__Try it__
From the line with "One point for each instance of the grass" down to the final line of the records below, retype everything exactly and leave out the rest.

__Records for processing__
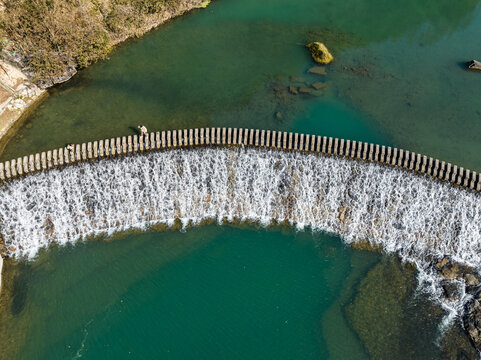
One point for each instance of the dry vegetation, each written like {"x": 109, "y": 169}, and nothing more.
{"x": 57, "y": 33}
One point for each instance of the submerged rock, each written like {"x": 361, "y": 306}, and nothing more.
{"x": 474, "y": 65}
{"x": 320, "y": 53}
{"x": 305, "y": 90}
{"x": 319, "y": 85}
{"x": 472, "y": 321}
{"x": 297, "y": 79}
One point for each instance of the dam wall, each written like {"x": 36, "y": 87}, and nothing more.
{"x": 225, "y": 137}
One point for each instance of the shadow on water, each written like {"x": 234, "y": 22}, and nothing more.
{"x": 20, "y": 288}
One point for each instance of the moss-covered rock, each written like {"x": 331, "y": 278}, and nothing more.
{"x": 320, "y": 53}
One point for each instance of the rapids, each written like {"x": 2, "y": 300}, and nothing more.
{"x": 415, "y": 217}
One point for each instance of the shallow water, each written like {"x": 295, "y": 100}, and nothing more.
{"x": 396, "y": 80}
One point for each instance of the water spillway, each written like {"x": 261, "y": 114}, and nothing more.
{"x": 400, "y": 158}
{"x": 315, "y": 185}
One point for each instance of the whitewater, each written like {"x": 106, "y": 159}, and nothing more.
{"x": 420, "y": 219}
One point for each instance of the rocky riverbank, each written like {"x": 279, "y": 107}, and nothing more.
{"x": 32, "y": 61}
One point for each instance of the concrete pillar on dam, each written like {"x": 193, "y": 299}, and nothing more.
{"x": 8, "y": 170}
{"x": 13, "y": 168}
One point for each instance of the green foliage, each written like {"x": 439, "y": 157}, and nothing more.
{"x": 149, "y": 6}
{"x": 59, "y": 33}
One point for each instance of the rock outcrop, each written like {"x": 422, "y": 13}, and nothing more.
{"x": 474, "y": 65}
{"x": 320, "y": 53}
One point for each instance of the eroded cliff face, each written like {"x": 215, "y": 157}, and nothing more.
{"x": 49, "y": 40}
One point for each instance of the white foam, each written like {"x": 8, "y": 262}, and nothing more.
{"x": 403, "y": 213}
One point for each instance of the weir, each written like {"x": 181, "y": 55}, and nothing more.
{"x": 361, "y": 151}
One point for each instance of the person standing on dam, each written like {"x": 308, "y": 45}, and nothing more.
{"x": 143, "y": 130}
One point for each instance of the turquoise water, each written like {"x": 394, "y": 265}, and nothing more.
{"x": 222, "y": 292}
{"x": 210, "y": 292}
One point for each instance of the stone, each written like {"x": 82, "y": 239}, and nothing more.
{"x": 451, "y": 290}
{"x": 292, "y": 90}
{"x": 474, "y": 65}
{"x": 471, "y": 280}
{"x": 296, "y": 79}
{"x": 317, "y": 70}
{"x": 305, "y": 90}
{"x": 318, "y": 85}
{"x": 320, "y": 53}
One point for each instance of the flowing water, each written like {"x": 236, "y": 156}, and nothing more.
{"x": 244, "y": 291}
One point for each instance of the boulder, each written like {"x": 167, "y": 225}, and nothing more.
{"x": 320, "y": 53}
{"x": 293, "y": 90}
{"x": 474, "y": 65}
{"x": 318, "y": 85}
{"x": 318, "y": 70}
{"x": 305, "y": 90}
{"x": 297, "y": 79}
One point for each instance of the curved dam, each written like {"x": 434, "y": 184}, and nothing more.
{"x": 242, "y": 137}
{"x": 230, "y": 175}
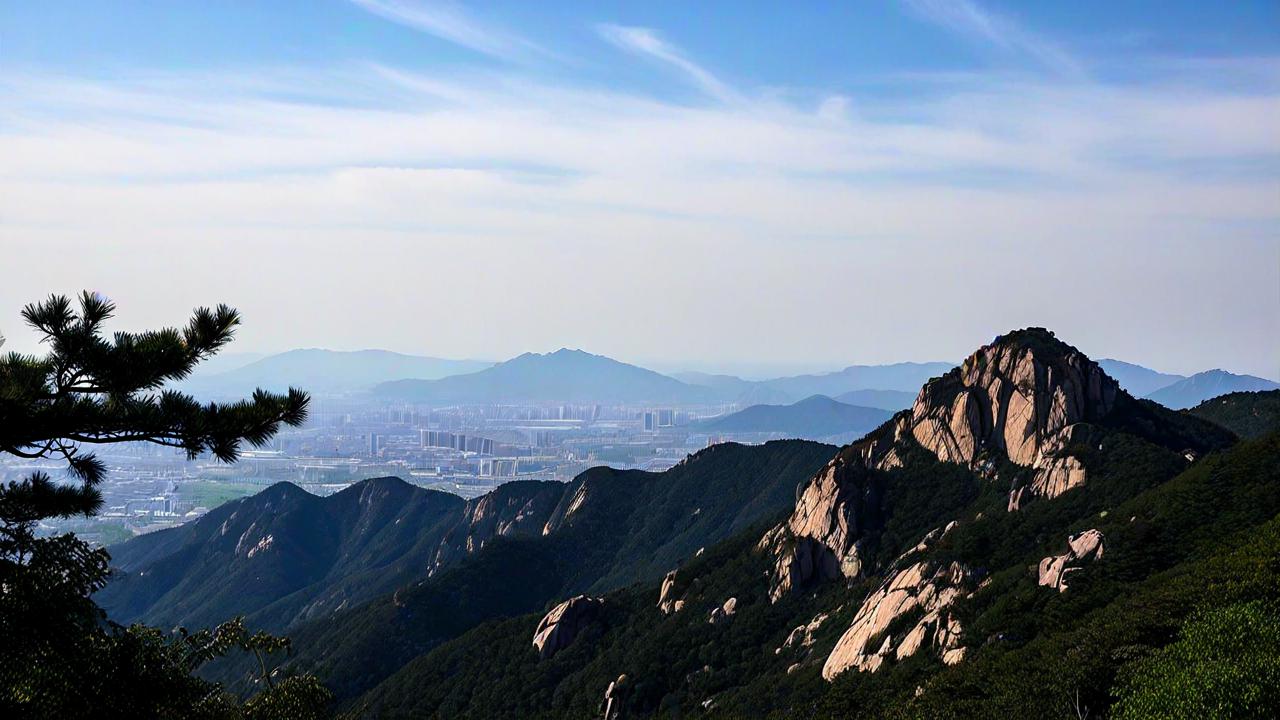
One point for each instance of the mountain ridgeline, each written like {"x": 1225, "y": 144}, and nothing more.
{"x": 812, "y": 418}
{"x": 1025, "y": 540}
{"x": 324, "y": 372}
{"x": 565, "y": 376}
{"x": 284, "y": 556}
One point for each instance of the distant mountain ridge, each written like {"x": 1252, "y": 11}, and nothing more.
{"x": 888, "y": 387}
{"x": 1200, "y": 387}
{"x": 327, "y": 372}
{"x": 565, "y": 376}
{"x": 947, "y": 564}
{"x": 1137, "y": 379}
{"x": 812, "y": 418}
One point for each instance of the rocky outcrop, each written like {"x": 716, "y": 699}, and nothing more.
{"x": 801, "y": 637}
{"x": 513, "y": 509}
{"x": 824, "y": 534}
{"x": 723, "y": 613}
{"x": 1080, "y": 547}
{"x": 667, "y": 601}
{"x": 1025, "y": 395}
{"x": 612, "y": 697}
{"x": 917, "y": 596}
{"x": 560, "y": 627}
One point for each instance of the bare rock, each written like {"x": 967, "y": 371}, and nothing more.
{"x": 560, "y": 627}
{"x": 923, "y": 587}
{"x": 723, "y": 613}
{"x": 508, "y": 511}
{"x": 612, "y": 696}
{"x": 801, "y": 637}
{"x": 1080, "y": 547}
{"x": 666, "y": 600}
{"x": 1025, "y": 395}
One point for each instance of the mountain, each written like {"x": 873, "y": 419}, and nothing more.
{"x": 1028, "y": 540}
{"x": 1247, "y": 414}
{"x": 325, "y": 372}
{"x": 813, "y": 418}
{"x": 891, "y": 400}
{"x": 565, "y": 376}
{"x": 280, "y": 555}
{"x": 904, "y": 377}
{"x": 1207, "y": 384}
{"x": 731, "y": 388}
{"x": 288, "y": 559}
{"x": 1137, "y": 379}
{"x": 888, "y": 387}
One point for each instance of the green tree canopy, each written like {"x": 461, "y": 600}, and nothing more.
{"x": 60, "y": 655}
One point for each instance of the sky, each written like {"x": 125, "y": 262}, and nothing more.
{"x": 720, "y": 186}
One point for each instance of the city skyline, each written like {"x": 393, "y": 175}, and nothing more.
{"x": 785, "y": 187}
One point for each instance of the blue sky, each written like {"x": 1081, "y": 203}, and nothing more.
{"x": 718, "y": 185}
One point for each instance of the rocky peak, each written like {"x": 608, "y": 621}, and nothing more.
{"x": 1022, "y": 396}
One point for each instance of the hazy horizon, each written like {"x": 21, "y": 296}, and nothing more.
{"x": 798, "y": 188}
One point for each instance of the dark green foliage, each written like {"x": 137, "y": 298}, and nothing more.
{"x": 60, "y": 659}
{"x": 1224, "y": 665}
{"x": 1247, "y": 414}
{"x": 630, "y": 527}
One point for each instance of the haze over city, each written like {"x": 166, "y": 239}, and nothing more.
{"x": 769, "y": 192}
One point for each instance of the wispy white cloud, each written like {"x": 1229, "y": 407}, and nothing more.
{"x": 647, "y": 42}
{"x": 978, "y": 24}
{"x": 343, "y": 217}
{"x": 452, "y": 23}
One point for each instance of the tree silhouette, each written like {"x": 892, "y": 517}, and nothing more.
{"x": 60, "y": 656}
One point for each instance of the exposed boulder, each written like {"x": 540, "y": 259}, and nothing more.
{"x": 824, "y": 534}
{"x": 801, "y": 636}
{"x": 612, "y": 696}
{"x": 666, "y": 596}
{"x": 924, "y": 589}
{"x": 1080, "y": 547}
{"x": 1025, "y": 395}
{"x": 511, "y": 510}
{"x": 723, "y": 613}
{"x": 560, "y": 627}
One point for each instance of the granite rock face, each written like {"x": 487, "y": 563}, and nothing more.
{"x": 923, "y": 589}
{"x": 560, "y": 627}
{"x": 1080, "y": 547}
{"x": 801, "y": 637}
{"x": 823, "y": 537}
{"x": 1028, "y": 396}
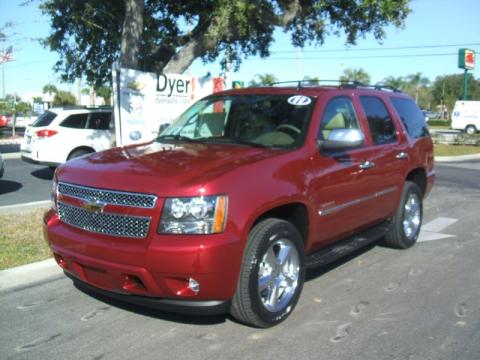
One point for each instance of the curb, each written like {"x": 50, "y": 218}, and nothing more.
{"x": 27, "y": 275}
{"x": 25, "y": 206}
{"x": 11, "y": 156}
{"x": 457, "y": 158}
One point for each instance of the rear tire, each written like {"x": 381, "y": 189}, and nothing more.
{"x": 272, "y": 274}
{"x": 408, "y": 218}
{"x": 471, "y": 129}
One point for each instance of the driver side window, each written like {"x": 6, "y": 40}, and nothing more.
{"x": 339, "y": 114}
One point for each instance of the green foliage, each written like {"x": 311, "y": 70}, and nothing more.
{"x": 64, "y": 98}
{"x": 87, "y": 34}
{"x": 49, "y": 89}
{"x": 263, "y": 80}
{"x": 358, "y": 75}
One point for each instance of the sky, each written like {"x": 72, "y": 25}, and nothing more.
{"x": 428, "y": 43}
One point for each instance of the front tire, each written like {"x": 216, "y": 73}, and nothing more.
{"x": 272, "y": 274}
{"x": 408, "y": 218}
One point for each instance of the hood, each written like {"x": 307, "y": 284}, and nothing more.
{"x": 160, "y": 168}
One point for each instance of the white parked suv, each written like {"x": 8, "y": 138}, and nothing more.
{"x": 61, "y": 134}
{"x": 466, "y": 116}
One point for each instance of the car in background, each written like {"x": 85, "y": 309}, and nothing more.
{"x": 61, "y": 134}
{"x": 466, "y": 116}
{"x": 21, "y": 120}
{"x": 2, "y": 165}
{"x": 3, "y": 121}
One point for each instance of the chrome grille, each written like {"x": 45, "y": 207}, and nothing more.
{"x": 104, "y": 223}
{"x": 108, "y": 196}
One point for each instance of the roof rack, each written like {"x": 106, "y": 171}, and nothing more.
{"x": 83, "y": 107}
{"x": 344, "y": 84}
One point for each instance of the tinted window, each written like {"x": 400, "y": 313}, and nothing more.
{"x": 77, "y": 121}
{"x": 379, "y": 120}
{"x": 100, "y": 121}
{"x": 411, "y": 116}
{"x": 339, "y": 114}
{"x": 45, "y": 119}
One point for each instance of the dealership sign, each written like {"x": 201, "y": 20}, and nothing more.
{"x": 466, "y": 59}
{"x": 143, "y": 101}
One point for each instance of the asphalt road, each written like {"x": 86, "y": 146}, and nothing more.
{"x": 421, "y": 303}
{"x": 24, "y": 182}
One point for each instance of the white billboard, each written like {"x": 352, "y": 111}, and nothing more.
{"x": 143, "y": 101}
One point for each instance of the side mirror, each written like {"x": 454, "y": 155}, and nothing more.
{"x": 162, "y": 127}
{"x": 343, "y": 139}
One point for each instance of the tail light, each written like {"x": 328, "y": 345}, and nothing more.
{"x": 46, "y": 133}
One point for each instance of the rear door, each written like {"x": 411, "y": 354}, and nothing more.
{"x": 389, "y": 155}
{"x": 342, "y": 187}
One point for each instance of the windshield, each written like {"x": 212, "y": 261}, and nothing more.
{"x": 256, "y": 120}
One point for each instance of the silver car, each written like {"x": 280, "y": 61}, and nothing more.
{"x": 2, "y": 165}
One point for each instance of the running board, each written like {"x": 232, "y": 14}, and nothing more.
{"x": 344, "y": 247}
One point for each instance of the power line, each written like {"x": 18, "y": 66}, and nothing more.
{"x": 379, "y": 48}
{"x": 358, "y": 57}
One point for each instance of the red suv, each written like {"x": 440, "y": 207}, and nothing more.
{"x": 230, "y": 205}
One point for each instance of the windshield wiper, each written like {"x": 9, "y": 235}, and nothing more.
{"x": 238, "y": 141}
{"x": 177, "y": 138}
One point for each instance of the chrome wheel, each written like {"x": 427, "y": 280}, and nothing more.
{"x": 278, "y": 275}
{"x": 412, "y": 217}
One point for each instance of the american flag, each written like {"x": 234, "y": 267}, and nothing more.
{"x": 7, "y": 55}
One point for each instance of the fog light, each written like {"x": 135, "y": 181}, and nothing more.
{"x": 193, "y": 285}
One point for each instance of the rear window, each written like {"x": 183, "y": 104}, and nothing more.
{"x": 76, "y": 121}
{"x": 45, "y": 119}
{"x": 411, "y": 116}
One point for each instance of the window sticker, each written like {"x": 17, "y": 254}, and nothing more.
{"x": 299, "y": 100}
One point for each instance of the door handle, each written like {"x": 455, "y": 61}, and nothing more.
{"x": 367, "y": 165}
{"x": 402, "y": 156}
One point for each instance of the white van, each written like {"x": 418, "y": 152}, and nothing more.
{"x": 466, "y": 116}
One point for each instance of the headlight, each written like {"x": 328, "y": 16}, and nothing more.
{"x": 195, "y": 215}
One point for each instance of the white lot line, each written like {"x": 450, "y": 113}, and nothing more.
{"x": 431, "y": 230}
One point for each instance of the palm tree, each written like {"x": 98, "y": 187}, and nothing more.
{"x": 359, "y": 75}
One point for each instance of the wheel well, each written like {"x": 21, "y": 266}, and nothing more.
{"x": 295, "y": 213}
{"x": 418, "y": 176}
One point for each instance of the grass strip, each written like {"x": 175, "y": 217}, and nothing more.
{"x": 21, "y": 239}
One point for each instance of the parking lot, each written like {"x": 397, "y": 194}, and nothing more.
{"x": 379, "y": 303}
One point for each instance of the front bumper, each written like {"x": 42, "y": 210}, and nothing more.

__Solution__
One point for each instance of the grass strip, each written like {"x": 175, "y": 217}, and nothing more.
{"x": 21, "y": 239}
One point for each instance of the parking lot, each written like {"x": 397, "y": 194}, and nothing more.
{"x": 379, "y": 303}
One point for each instance of the front bumper, each written like {"x": 42, "y": 210}, and nothing more.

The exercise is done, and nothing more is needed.